*TEXT*:
^^^^^^^^^^^^^^^^

Also the fact that your friends are on the same boat kind of shows you this experience is more common than you think!!!
Original post by Anonymous
I’m only 20 but I feel like the failure of the family- my sisters are twins- both 30. One has children and married and owns a house the other is about to get married, be a doctor and maybe have children. But I’ve just dropped out of uni and still don’t know what to do with my life- atm I’m thinking of applying for a different uni course and really want to live independently again.

It’s not an excuse but I’m gay and therefore my dating experience has been more limited because I didn’t come out until a year ago so never felt comfortable being openly gay with everyone. But yeah my sisters are settled and my life feels very sad atm- no social life since leaving uni just working and saving up some money.

^^^^^^^^^^^^^^^^

*WORK TASK*: Reproduce the forum post word for word, starting at "Also the fact" and ending at "live independently again.".

^^^^^^^^^^^^^^^^

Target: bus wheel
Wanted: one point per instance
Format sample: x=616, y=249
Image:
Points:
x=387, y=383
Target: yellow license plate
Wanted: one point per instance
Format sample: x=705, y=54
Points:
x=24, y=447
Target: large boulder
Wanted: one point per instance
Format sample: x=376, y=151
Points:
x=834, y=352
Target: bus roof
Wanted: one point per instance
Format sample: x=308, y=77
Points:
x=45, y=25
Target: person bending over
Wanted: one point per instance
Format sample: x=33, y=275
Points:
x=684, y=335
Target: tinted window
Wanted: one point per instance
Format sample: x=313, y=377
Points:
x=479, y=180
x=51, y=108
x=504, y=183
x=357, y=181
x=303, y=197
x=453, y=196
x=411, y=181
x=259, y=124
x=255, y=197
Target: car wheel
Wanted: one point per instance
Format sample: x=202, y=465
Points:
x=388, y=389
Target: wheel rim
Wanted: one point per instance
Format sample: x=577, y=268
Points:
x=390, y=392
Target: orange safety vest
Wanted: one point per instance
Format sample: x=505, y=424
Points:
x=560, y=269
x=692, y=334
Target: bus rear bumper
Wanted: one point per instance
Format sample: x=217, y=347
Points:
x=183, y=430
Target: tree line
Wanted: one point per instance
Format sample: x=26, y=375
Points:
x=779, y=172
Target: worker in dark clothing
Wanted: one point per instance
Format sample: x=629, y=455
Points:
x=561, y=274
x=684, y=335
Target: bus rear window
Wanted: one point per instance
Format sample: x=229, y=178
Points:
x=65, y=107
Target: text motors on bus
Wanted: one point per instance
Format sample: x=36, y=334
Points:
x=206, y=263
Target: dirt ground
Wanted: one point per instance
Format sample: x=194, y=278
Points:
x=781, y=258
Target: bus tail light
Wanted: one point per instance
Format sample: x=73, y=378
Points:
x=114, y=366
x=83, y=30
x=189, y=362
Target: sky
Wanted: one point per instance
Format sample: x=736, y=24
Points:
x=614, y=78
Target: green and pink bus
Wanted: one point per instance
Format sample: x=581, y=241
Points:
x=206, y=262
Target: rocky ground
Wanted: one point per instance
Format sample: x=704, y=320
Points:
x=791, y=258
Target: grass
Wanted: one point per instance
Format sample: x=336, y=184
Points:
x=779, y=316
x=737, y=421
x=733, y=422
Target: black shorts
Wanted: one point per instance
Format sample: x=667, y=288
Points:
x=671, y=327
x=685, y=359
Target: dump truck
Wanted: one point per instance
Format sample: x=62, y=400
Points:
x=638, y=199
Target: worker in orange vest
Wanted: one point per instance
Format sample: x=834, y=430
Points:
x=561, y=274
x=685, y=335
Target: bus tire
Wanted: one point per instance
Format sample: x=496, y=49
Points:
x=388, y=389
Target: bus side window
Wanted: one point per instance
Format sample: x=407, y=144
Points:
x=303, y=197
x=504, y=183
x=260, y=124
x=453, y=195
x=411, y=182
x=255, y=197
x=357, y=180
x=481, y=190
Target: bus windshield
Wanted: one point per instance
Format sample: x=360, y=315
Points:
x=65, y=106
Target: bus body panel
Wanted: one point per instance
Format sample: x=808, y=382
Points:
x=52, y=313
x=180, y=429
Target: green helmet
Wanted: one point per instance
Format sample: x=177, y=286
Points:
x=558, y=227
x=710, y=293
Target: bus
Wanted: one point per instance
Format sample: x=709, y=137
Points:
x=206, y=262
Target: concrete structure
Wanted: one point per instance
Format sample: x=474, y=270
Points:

^^^^^^^^^^^^^^^^

*EXERCISE RESULT*:
Also the fact that your friends are on the same boat kind of shows you this experience is more common than you think!!!
Original post by Anonymous
I’m only 20 but I feel like the failure of the family- my sisters are twins- both 30. One has children and married and owns a house the other is about to get married, be a doctor and maybe have children. But I’ve just dropped out of uni and still don’t know what to do with my life- atm I’m thinking of applying for a different uni course and really want to live independently again.